:: Problem to solve ::
Nothing but a number should be written: the count of lines below that contain "tire".

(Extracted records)

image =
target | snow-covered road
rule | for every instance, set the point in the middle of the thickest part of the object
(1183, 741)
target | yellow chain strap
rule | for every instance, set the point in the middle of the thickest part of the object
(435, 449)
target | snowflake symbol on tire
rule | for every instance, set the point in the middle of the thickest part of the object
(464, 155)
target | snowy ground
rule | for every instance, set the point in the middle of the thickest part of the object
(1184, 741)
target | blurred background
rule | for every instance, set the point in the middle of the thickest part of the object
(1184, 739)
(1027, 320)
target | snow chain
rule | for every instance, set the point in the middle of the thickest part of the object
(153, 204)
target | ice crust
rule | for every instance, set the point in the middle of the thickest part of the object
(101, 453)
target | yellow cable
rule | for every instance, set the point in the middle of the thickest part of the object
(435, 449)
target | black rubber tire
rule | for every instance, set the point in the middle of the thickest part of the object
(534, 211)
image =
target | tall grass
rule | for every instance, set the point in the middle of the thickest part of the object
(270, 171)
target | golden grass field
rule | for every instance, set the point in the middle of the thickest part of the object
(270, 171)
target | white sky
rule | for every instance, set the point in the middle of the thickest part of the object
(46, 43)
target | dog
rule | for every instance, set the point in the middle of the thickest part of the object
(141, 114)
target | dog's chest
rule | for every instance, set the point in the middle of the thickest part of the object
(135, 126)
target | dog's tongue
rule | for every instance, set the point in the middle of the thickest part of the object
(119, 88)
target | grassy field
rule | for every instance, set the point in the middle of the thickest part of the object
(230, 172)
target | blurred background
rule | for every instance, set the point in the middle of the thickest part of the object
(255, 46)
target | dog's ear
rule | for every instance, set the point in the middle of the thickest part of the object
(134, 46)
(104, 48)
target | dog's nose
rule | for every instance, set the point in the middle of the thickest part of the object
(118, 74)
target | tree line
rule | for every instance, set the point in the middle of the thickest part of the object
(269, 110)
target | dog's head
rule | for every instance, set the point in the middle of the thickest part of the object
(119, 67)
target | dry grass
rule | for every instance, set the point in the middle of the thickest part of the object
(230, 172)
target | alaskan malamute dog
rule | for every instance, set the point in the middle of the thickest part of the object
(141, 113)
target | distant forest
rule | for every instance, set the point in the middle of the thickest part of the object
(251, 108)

:: Written answer ::
2